ENTRIES SHOWN>
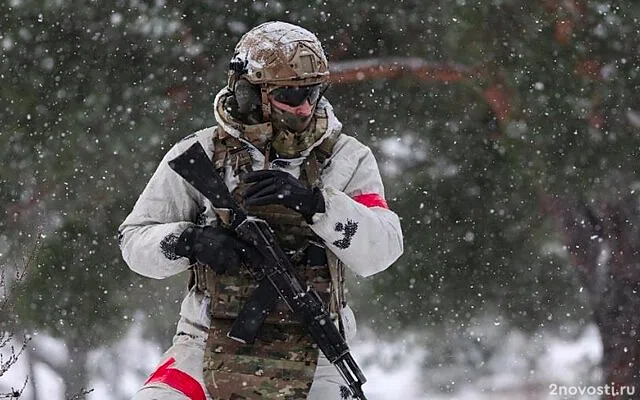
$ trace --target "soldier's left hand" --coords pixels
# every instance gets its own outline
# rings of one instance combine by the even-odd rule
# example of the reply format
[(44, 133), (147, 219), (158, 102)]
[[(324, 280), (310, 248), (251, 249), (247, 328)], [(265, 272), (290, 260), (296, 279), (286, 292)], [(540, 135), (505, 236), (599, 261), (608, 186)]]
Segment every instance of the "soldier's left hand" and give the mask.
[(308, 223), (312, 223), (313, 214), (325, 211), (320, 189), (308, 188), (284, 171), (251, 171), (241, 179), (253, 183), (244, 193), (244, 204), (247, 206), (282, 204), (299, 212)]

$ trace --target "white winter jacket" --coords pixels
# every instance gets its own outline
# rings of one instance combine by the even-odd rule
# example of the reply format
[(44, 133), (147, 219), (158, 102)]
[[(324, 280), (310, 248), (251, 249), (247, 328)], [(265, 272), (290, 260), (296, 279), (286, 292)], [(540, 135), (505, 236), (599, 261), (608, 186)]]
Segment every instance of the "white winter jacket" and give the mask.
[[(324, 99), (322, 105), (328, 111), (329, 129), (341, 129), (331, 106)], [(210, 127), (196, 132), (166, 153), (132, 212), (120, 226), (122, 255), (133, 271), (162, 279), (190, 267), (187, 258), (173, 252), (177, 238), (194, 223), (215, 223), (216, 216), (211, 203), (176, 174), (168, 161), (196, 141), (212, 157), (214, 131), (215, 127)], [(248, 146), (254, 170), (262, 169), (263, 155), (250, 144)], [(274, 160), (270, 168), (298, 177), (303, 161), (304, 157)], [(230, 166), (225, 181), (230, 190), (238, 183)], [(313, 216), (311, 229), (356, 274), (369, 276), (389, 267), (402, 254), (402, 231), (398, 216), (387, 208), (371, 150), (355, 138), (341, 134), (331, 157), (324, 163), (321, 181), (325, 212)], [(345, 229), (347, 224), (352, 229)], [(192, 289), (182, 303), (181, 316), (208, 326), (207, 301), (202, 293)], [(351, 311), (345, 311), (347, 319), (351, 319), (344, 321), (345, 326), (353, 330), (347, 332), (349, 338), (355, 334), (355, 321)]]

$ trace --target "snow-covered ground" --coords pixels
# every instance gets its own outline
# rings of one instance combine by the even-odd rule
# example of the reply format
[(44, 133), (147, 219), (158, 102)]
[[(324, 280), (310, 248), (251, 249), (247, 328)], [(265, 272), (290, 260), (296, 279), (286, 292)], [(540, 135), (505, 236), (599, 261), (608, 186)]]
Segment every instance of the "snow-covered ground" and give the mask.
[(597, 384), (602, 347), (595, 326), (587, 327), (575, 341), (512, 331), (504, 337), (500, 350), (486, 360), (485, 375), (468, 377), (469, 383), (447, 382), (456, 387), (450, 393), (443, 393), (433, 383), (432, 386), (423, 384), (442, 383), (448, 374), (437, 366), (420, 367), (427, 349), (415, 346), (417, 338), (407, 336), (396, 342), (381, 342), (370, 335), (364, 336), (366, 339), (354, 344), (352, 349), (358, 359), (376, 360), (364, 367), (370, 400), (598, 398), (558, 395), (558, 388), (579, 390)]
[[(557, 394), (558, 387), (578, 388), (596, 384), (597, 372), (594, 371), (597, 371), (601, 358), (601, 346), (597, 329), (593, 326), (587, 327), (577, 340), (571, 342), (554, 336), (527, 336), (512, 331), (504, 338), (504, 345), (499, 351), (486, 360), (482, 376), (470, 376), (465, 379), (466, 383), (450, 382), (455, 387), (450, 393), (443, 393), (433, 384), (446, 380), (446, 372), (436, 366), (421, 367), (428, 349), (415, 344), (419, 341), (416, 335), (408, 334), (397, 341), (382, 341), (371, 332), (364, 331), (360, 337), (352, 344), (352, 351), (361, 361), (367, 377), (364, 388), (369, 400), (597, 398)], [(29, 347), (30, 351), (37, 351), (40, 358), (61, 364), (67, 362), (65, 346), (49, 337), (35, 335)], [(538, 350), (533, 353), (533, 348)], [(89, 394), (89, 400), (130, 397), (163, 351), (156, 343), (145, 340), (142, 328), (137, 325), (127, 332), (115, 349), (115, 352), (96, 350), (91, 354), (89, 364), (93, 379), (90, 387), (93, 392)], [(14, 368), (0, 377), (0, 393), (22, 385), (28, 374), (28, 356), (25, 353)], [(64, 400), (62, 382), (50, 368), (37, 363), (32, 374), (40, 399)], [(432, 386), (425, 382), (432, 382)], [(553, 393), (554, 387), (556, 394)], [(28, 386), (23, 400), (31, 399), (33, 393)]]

--

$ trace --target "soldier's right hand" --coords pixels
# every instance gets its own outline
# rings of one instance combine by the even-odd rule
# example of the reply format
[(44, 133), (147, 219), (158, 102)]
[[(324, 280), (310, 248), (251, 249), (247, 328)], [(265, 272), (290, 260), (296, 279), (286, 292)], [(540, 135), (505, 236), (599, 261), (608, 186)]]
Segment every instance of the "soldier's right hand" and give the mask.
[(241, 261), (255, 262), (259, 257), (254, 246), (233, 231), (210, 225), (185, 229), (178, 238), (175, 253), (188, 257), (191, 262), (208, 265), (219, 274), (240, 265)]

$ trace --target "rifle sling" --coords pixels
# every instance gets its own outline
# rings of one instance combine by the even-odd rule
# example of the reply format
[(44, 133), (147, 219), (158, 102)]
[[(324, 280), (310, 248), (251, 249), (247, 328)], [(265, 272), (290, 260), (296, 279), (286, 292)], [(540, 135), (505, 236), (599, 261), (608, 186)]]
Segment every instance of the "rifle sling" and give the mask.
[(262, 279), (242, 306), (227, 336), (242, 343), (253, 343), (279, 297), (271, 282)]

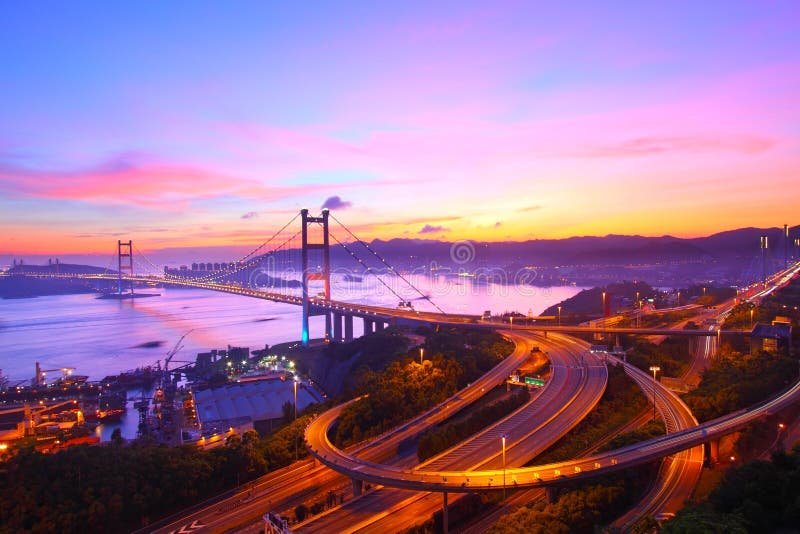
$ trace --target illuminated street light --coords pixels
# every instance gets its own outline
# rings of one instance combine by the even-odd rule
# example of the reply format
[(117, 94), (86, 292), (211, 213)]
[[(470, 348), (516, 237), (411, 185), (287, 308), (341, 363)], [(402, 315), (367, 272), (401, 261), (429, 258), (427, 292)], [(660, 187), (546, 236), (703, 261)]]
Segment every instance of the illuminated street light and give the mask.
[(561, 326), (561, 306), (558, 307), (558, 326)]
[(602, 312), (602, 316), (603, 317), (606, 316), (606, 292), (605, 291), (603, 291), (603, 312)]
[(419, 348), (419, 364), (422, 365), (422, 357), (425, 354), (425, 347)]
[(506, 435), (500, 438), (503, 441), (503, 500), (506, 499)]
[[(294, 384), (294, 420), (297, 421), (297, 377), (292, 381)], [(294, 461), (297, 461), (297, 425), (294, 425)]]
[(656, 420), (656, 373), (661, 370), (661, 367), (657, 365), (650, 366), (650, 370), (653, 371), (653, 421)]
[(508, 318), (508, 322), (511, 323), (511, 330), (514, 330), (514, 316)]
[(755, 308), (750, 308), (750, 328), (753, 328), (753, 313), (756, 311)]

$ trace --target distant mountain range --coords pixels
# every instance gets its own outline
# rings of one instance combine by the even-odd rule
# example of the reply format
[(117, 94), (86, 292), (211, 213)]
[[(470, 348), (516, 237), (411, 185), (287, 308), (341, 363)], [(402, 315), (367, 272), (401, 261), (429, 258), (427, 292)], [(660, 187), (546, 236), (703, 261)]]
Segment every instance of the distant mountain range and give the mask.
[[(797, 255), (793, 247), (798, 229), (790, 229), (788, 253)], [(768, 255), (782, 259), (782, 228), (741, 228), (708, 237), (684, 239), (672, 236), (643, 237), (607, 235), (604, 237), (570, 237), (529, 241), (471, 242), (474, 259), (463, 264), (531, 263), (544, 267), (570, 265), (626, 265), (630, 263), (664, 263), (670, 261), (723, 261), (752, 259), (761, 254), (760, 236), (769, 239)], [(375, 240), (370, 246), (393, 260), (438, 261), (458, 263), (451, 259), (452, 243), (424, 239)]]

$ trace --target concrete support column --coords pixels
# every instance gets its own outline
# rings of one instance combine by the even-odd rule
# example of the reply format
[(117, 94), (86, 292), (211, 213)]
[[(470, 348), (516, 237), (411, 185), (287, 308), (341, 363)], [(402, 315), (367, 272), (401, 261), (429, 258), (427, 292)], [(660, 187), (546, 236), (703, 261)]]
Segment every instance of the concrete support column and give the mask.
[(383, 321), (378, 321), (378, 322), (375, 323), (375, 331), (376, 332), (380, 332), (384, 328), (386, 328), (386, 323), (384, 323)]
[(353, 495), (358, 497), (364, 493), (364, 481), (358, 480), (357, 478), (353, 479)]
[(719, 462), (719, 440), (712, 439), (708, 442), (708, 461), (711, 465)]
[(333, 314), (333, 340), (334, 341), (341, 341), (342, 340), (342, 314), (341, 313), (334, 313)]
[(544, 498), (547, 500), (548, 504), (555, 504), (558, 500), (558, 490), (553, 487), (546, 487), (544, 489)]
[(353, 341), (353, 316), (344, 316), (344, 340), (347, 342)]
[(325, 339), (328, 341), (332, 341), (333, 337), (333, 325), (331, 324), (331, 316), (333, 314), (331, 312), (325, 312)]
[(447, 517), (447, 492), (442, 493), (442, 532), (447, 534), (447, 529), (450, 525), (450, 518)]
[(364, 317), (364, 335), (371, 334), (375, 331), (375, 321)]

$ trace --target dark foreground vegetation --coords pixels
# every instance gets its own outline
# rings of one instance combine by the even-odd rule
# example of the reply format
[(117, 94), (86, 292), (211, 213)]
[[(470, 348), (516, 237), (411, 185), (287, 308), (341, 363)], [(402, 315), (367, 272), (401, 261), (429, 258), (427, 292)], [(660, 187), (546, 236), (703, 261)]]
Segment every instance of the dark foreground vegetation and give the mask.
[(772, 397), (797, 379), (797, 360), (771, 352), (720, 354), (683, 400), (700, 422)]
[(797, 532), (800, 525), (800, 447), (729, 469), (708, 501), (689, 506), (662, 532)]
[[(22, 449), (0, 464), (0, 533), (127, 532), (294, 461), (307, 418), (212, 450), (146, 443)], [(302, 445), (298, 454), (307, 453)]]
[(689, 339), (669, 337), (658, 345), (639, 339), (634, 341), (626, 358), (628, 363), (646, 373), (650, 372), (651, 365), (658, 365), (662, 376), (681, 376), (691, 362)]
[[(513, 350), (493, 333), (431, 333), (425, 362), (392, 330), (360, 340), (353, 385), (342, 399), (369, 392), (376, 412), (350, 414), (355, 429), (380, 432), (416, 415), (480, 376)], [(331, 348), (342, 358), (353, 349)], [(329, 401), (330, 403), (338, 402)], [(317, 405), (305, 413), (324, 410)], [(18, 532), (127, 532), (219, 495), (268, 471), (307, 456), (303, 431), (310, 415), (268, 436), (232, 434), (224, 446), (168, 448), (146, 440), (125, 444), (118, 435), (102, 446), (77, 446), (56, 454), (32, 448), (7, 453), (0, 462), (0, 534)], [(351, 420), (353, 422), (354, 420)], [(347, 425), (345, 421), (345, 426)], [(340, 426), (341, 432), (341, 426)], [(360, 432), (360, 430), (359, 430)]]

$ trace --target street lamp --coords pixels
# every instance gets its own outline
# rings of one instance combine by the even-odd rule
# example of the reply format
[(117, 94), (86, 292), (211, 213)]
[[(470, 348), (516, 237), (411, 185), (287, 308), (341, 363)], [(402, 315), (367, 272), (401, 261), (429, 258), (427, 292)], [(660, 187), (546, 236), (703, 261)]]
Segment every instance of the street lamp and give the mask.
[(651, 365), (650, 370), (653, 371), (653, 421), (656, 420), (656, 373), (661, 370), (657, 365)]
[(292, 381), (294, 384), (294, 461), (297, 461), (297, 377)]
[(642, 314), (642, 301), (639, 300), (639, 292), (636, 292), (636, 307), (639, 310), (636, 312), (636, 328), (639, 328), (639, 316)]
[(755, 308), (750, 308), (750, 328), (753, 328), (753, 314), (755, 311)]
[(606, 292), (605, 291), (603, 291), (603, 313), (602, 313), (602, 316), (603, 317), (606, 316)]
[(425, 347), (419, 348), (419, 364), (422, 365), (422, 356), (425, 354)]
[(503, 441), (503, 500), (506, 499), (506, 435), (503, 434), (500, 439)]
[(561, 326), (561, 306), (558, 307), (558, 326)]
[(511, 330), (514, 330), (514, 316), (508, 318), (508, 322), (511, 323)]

==

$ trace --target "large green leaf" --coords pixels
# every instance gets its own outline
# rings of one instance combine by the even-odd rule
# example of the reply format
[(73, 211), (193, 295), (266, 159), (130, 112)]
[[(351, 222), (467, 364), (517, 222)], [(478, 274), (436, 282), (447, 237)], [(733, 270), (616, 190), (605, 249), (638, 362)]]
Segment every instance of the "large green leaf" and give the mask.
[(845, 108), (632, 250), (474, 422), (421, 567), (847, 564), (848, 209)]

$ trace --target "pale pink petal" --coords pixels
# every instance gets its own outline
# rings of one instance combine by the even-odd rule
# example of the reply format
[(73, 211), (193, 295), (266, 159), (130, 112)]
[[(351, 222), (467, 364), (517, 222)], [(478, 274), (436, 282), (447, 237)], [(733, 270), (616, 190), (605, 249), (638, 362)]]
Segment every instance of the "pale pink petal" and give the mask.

REQUIREMENT>
Go through the records above and copy each line where "pale" is found.

EXERCISE ANSWER>
$ trace --target "pale pink petal" --coords pixels
Segment every instance of the "pale pink petal" and give the mask.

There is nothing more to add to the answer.